— DIRECTION —
Reproduce every one of the items below word for word, leaving out the pictures.

** start GIVEN DATA **

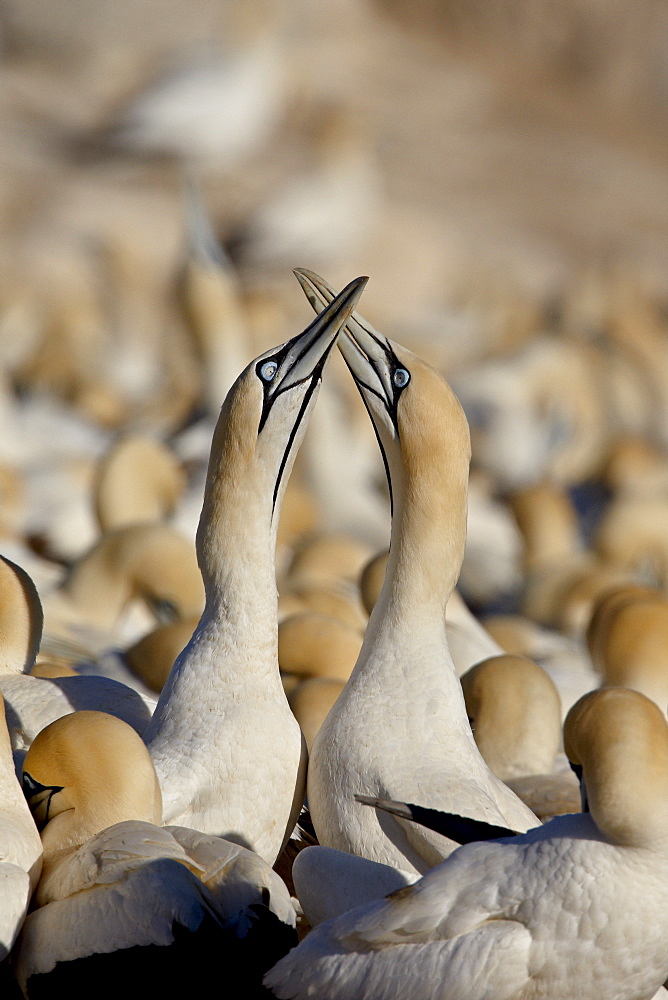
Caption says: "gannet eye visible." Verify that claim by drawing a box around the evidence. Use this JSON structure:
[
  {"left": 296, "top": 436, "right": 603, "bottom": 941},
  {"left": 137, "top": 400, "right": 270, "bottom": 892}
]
[{"left": 260, "top": 361, "right": 278, "bottom": 382}]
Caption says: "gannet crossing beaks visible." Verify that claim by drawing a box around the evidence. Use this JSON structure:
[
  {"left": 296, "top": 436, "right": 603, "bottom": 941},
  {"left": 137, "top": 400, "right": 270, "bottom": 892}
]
[
  {"left": 255, "top": 277, "right": 369, "bottom": 434},
  {"left": 294, "top": 268, "right": 411, "bottom": 436}
]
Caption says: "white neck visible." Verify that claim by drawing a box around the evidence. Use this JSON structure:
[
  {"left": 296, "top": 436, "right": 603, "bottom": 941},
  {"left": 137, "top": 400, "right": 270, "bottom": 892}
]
[{"left": 353, "top": 438, "right": 470, "bottom": 720}]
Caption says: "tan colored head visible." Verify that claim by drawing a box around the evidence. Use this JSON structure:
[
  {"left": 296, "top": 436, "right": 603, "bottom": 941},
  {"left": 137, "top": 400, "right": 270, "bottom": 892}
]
[
  {"left": 295, "top": 269, "right": 471, "bottom": 604},
  {"left": 278, "top": 611, "right": 362, "bottom": 681},
  {"left": 197, "top": 278, "right": 366, "bottom": 593},
  {"left": 93, "top": 434, "right": 185, "bottom": 532},
  {"left": 587, "top": 586, "right": 668, "bottom": 713},
  {"left": 288, "top": 532, "right": 371, "bottom": 586},
  {"left": 460, "top": 653, "right": 561, "bottom": 781},
  {"left": 564, "top": 688, "right": 668, "bottom": 847},
  {"left": 288, "top": 677, "right": 344, "bottom": 751},
  {"left": 510, "top": 482, "right": 580, "bottom": 572},
  {"left": 63, "top": 523, "right": 204, "bottom": 627},
  {"left": 125, "top": 618, "right": 198, "bottom": 694},
  {"left": 22, "top": 712, "right": 162, "bottom": 855}
]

** end GIVEN DATA **

— REPLY —
Caption says: "gannet eye visible." Verify that claim by drawing a box around the evidence. Use this JSON structure:
[
  {"left": 296, "top": 436, "right": 603, "bottom": 941},
  {"left": 137, "top": 400, "right": 270, "bottom": 892}
]
[{"left": 260, "top": 361, "right": 278, "bottom": 382}]
Caption says: "gannet crossing beaks visible." Verify that claim by drawing a box around the evidence. Use this JSON structure:
[
  {"left": 296, "top": 436, "right": 603, "bottom": 941},
  {"left": 137, "top": 400, "right": 270, "bottom": 892}
]
[
  {"left": 255, "top": 277, "right": 369, "bottom": 434},
  {"left": 294, "top": 268, "right": 411, "bottom": 436}
]
Caption says: "white neck visible." Verify that claim by drawing a box around the evidence. Use this JSON structure:
[
  {"left": 296, "top": 436, "right": 603, "bottom": 941},
  {"left": 137, "top": 400, "right": 270, "bottom": 892}
]
[{"left": 353, "top": 438, "right": 470, "bottom": 720}]
Caption says: "tan colored head visible." Verify that claim by drawing a box around the evidence. Use this JSON structure:
[
  {"left": 296, "top": 436, "right": 603, "bottom": 941},
  {"left": 137, "top": 400, "right": 270, "bottom": 892}
]
[
  {"left": 295, "top": 269, "right": 471, "bottom": 604},
  {"left": 278, "top": 611, "right": 362, "bottom": 681},
  {"left": 197, "top": 278, "right": 366, "bottom": 593},
  {"left": 93, "top": 434, "right": 185, "bottom": 532},
  {"left": 587, "top": 586, "right": 668, "bottom": 713},
  {"left": 288, "top": 532, "right": 371, "bottom": 586},
  {"left": 460, "top": 653, "right": 561, "bottom": 781},
  {"left": 564, "top": 688, "right": 668, "bottom": 847},
  {"left": 288, "top": 677, "right": 344, "bottom": 751},
  {"left": 510, "top": 482, "right": 580, "bottom": 572},
  {"left": 63, "top": 523, "right": 204, "bottom": 627},
  {"left": 125, "top": 618, "right": 198, "bottom": 694},
  {"left": 22, "top": 712, "right": 162, "bottom": 855}
]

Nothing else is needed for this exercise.